*Goal*
Transcribe the whole listing below without changing a word, but leave out every image.

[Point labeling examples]
>> START

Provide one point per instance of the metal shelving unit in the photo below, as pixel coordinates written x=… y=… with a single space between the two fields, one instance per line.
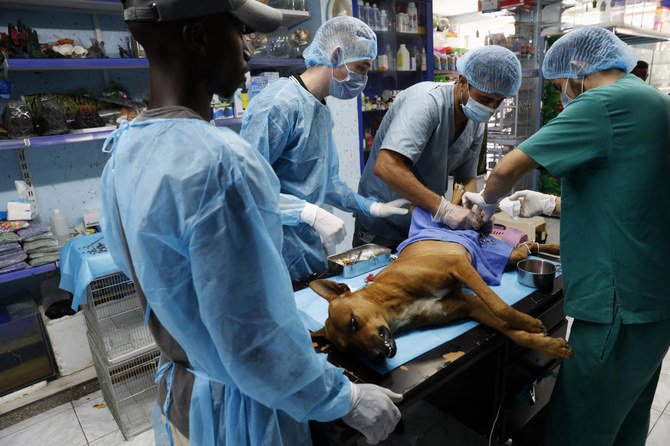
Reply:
x=66 y=64
x=70 y=138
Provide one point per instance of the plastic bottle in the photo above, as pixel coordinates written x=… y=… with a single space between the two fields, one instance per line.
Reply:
x=383 y=62
x=59 y=227
x=383 y=20
x=413 y=22
x=376 y=17
x=402 y=58
x=391 y=59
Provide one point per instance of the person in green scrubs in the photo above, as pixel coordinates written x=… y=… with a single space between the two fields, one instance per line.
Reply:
x=610 y=147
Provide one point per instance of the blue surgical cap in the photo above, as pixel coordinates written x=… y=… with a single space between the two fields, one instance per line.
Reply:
x=587 y=50
x=354 y=38
x=491 y=69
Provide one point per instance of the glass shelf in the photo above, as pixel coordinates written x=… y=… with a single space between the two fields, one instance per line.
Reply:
x=291 y=17
x=45 y=141
x=70 y=138
x=16 y=275
x=66 y=64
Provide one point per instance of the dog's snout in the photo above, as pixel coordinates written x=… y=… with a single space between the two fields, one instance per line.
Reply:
x=389 y=342
x=384 y=333
x=378 y=355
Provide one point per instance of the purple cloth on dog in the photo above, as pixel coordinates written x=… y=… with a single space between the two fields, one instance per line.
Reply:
x=15 y=267
x=489 y=255
x=33 y=230
x=9 y=247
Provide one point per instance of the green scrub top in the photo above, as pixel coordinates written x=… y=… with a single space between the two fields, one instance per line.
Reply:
x=611 y=149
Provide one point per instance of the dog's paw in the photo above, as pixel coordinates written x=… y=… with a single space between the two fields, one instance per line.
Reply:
x=561 y=349
x=522 y=321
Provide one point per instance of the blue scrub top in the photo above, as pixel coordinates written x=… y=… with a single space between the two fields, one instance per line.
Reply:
x=420 y=126
x=293 y=131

>> END

*Answer to the exercise*
Provide one point per instance of the metal shelving unit in the photo below, as pixel coordinates written x=… y=… with a single space between the two fields, one instance per line.
Reply:
x=66 y=64
x=70 y=138
Provide one point per instance of the plastic bottle in the photo above, as pixel coordinates written x=… y=… with a single space between the two fields, one instance per line.
Reply:
x=383 y=62
x=59 y=227
x=383 y=20
x=413 y=22
x=376 y=17
x=402 y=58
x=391 y=59
Provide one point per instance of the person in green scrubs in the photo above, as pixel coordinates written x=… y=… with a single space between the two fields, one instance per line.
Reply:
x=610 y=147
Provide one point per instance of the blue surgical cap in the photo above, as pixel coordinates written x=… y=… with a single space between the two fields, one instance per line.
Reply:
x=587 y=50
x=354 y=38
x=491 y=69
Provide one point per instance of the glass shelf in the photo above, as pixel coordinates written x=… y=… with a single space between the two fields, one instance per line.
Reply:
x=291 y=17
x=45 y=141
x=70 y=138
x=16 y=275
x=66 y=64
Provide one point per instance of the dog's snout in the photo above, as pixel coordinates written x=… y=… with a single space between the two fields, one instance per line.
Reply:
x=389 y=342
x=384 y=333
x=378 y=355
Provide one point per instance of the purple cloth on dog in the photo above, as pixel coordinates written x=… y=… with a single space between the two fields, one instance per line.
Reply:
x=15 y=267
x=489 y=255
x=33 y=230
x=9 y=247
Provide one point per instance of the green scrub top in the photo above, as pixel coordinates written x=… y=… with a single space between the two fields, one instance per line.
Reply:
x=611 y=149
Provide one point per instance of the dog's paw in the photo above, as pixel coordinates written x=… y=… with a single space between the two fields, one instance per line.
Reply:
x=561 y=349
x=522 y=321
Provide one point per instance of the blue scrub top in the photo above, as pixel coordinates written x=… y=… with a single space between the two fields, one instance per line.
Reply:
x=420 y=126
x=293 y=131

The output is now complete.